◆ **Work required**: Please return the data that follows precisely as written, but without the images.

Natural language region descriptions:
——
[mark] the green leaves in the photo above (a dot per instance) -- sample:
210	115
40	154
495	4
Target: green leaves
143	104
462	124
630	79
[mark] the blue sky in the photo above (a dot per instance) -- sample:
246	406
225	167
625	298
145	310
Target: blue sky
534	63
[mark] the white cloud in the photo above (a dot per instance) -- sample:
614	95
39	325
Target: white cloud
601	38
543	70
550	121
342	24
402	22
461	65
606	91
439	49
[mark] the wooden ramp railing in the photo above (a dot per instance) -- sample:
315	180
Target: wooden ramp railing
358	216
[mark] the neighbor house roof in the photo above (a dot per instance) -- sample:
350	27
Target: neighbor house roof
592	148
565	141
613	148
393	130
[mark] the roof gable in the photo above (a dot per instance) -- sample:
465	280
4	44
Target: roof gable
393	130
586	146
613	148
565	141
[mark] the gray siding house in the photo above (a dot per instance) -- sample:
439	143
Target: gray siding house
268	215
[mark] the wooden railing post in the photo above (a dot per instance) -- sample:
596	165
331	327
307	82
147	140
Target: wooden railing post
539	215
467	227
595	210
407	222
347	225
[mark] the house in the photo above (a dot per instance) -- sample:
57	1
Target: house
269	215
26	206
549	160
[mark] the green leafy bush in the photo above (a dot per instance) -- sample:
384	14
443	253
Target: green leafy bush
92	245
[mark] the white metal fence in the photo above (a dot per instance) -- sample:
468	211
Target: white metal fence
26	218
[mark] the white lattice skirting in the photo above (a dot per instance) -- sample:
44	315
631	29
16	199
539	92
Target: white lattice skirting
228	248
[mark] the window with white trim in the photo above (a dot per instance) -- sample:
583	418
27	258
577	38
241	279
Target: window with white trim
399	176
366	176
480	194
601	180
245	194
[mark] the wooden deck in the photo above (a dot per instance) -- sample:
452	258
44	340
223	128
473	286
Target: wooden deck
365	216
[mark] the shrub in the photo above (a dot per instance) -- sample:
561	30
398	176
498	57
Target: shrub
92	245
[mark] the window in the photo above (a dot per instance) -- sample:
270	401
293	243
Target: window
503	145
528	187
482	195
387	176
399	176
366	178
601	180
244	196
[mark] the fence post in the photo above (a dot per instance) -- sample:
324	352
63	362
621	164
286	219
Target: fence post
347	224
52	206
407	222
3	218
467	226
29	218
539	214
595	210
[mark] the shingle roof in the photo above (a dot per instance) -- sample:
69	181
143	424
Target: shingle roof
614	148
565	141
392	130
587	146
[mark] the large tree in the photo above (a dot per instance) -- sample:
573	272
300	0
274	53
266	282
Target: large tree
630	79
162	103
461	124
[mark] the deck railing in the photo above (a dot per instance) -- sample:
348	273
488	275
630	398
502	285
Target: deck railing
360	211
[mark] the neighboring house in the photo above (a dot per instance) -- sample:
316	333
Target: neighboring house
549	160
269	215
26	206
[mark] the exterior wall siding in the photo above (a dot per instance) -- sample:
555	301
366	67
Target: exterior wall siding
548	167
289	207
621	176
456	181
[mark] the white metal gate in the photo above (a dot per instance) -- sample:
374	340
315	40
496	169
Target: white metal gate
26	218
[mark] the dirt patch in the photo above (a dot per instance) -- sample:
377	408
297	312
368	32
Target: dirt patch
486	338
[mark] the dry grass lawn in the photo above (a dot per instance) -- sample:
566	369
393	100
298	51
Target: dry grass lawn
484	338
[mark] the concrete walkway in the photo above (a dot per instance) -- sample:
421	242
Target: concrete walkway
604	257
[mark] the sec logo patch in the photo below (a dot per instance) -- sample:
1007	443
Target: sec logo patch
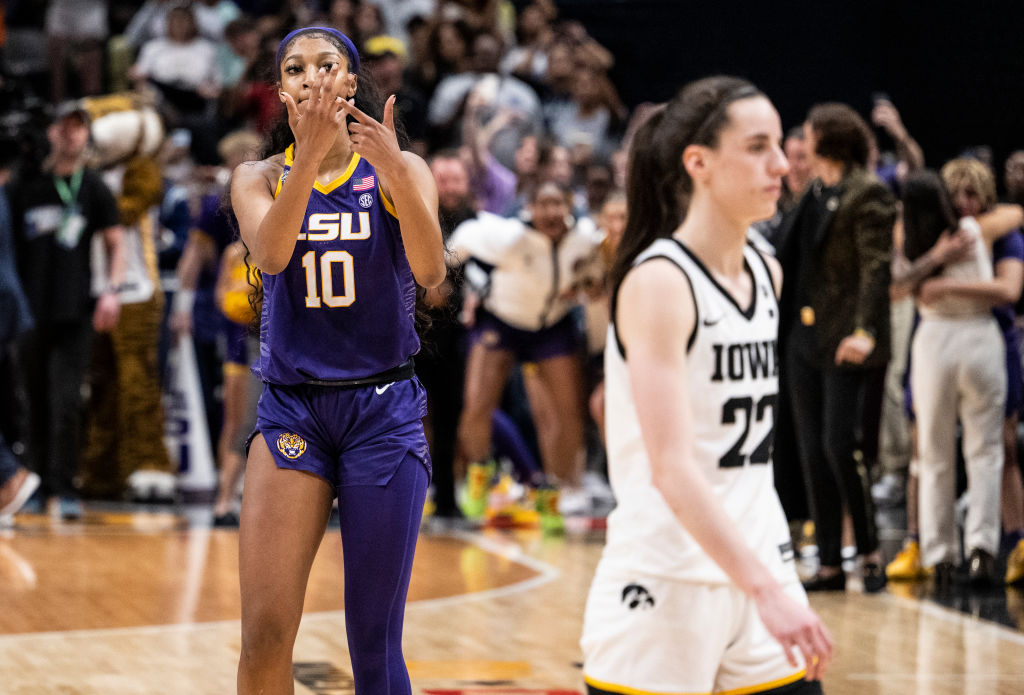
292	445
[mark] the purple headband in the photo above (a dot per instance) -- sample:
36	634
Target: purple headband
353	66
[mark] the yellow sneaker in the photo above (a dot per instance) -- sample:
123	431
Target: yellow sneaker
477	490
547	507
1015	564
906	565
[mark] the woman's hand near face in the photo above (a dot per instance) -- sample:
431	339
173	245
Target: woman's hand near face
375	141
316	127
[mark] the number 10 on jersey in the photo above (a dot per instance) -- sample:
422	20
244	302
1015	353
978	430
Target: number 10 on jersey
323	293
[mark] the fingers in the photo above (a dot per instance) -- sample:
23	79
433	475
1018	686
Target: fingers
348	105
388	120
322	87
293	109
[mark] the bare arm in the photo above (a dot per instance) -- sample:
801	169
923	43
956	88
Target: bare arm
999	221
406	178
269	225
655	334
1004	289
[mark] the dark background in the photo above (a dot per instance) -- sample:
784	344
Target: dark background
955	71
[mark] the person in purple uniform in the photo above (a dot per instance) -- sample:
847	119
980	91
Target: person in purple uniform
343	225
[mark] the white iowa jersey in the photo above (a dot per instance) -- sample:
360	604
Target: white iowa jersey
733	387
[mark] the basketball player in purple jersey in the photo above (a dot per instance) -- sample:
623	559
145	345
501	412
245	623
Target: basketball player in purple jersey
343	225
——
◆ **Task output**:
[mark] the green leaves in the photo above (a dot per instance) -- sample:
210	115
40	154
495	4
Target: green leaves
143	104
462	124
630	79
[mark] the blue sky in the photo above (a dot per instance) -- sample:
246	406
225	167
625	298
145	310
Target: blue sky
534	63
[mark] the white cloud in the photo above (a dot per instance) -- sample:
614	95
39	325
Target: white cloud
601	38
543	70
550	121
342	24
402	22
461	65
606	91
439	49
[mark] the wooden ramp railing in the photo above (a dot per instance) -- sample:
315	180
Target: wooden ramp railing
358	216
[mark] the neighbor house roof in the photo above (a dot per instance) -- sample:
350	27
Target: neighbor house roof
592	148
565	141
613	148
393	130
[mark] the roof gable in the photo above (a dot per instance) -- sample:
465	280
4	44
Target: roof gable
393	130
586	146
613	148
565	141
[mark] the gray siding house in the photo above (a dot per instance) -- sample:
439	143
Target: gray siding house
268	215
[mark] the wooden railing post in the photo above (a dot per instance) -- sample:
596	165
331	327
307	82
147	140
Target: wooden railing post
539	215
467	227
595	210
407	222
347	225
[mark] the house in the photo above (a dot per instance) -- sample:
57	1
Target: house
269	215
26	206
549	160
[mark] the green leafy bush in the photo above (a dot per instance) -- sample:
384	14
443	253
Target: green leafy bush
92	245
[mark] the white metal fence in the photo above (a dot per instance) -- sample:
468	211
Target: white metal fence
26	218
[mark] the white lattice skirting in the photo above (a dot per instance) -- sample:
44	315
631	29
16	199
539	92
Target: white lattice skirting
228	248
[mark] the window with white trim in the photo above (a dot per instance) -- sample:
583	418
27	258
577	38
241	279
Target: window with white trim
399	176
366	176
480	194
601	180
245	194
[mark] the wooden deck in the photo above (a dot per instance) -- sample:
452	258
44	340
223	128
473	286
Target: wooden deck
365	216
[mark] the shrub in the photo above (a dot per instance) -- sample:
561	30
398	176
498	57
Target: shrub
92	245
[mark] the window in the photo above (a dot per instance) -- sample:
270	401
293	243
Target: window
503	145
528	187
482	195
387	176
399	176
366	178
601	180
244	196
[mark] the fence post in the photo above (a dot per instance) -- sample:
324	352
63	362
621	164
286	219
Target: fence post
347	224
52	206
407	222
3	218
467	226
29	218
539	214
595	210
[mark] the shingle roof in the photo above (a dot per instance) -- sample:
69	181
143	424
Target: shingle roof
614	148
565	141
392	130
587	146
[mark] the large tree in the photo above (a dot per instance) -- sample:
573	272
300	0
274	53
266	282
Target: large tree
630	79
162	103
461	124
[mark] the deck railing in the photo above (a dot per instance) -- sample:
348	273
488	275
630	398
502	285
Target: deck railing
360	211
[mark] the neighboring house in the photo above (a dot per instance) -- sample:
316	333
Target: neighboring house
549	160
269	215
26	206
[mark] the exterior wall siding in the photo above (a dot per instance) -- sample:
555	301
366	67
Target: exterior wall siding
548	167
289	207
621	176
456	181
[mark] the white metal gate in the photo above (a dot per instance) -- sample:
374	340
315	40
496	169
Target: white metal gate
26	218
[mark] the dirt patch in the photo above (a dot per instance) -- sample:
377	408
297	312
368	32
Target: dirt patch
486	338
[mark] the dry grass lawn in the photo above (a dot per instance) -- sample:
566	369
393	100
298	51
Target: dry grass lawn
484	338
[mark] the concrete walkway in the photo above (a dot per instance) -- sample:
421	242
Target: concrete walkway
604	257
[mark] the sec logo patch in the photo below (a dot per instance) -- sample:
1007	443
Target: sec logo patch
292	445
[mark] the purple headband in the photo above (a dot per instance) -- sample:
36	634
Target: purple headband
353	66
[mark] the yellow sneaker in the photo above (a dot per instance) -- sample:
123	431
Target: yellow sneaker
477	490
547	507
1015	564
906	565
[mark] the woman's hand near face in the photo above (a dot per instance) -- sample:
431	339
173	245
Target: woman's hand near face
375	141
316	127
[mark] the number 10 on jersey in the photo above (a dot per instance) -- sample:
422	20
244	302
1015	353
978	430
Target: number 10 on jersey
323	293
[mark] the fingers in the photo above (a dot per instance) -- sample:
23	79
433	475
1018	686
Target: fingers
348	105
388	120
322	87
293	109
[mark] the bare arm in the photo above (a dot per instance) -- sample:
801	169
923	43
956	88
Target: bare arm
999	221
406	178
269	225
655	334
1004	289
[mark] the dark background in the photo above (a dot per instance) -- sample:
784	344
Target: dark background
955	71
[mark] the person in purple uniform in the photo above (a dot per instance) -- sample:
847	119
980	91
Target: person in purple uniform
343	225
[mark] the white iowa jersey in the photo above (a dot per instance) -- sample:
360	604
Target: white iowa jersey
733	387
[mark] the basketball player in purple jersey in the photo above (a dot per instance) -- sample:
623	559
145	345
501	412
245	623
Target: basketball player in purple jersey
343	225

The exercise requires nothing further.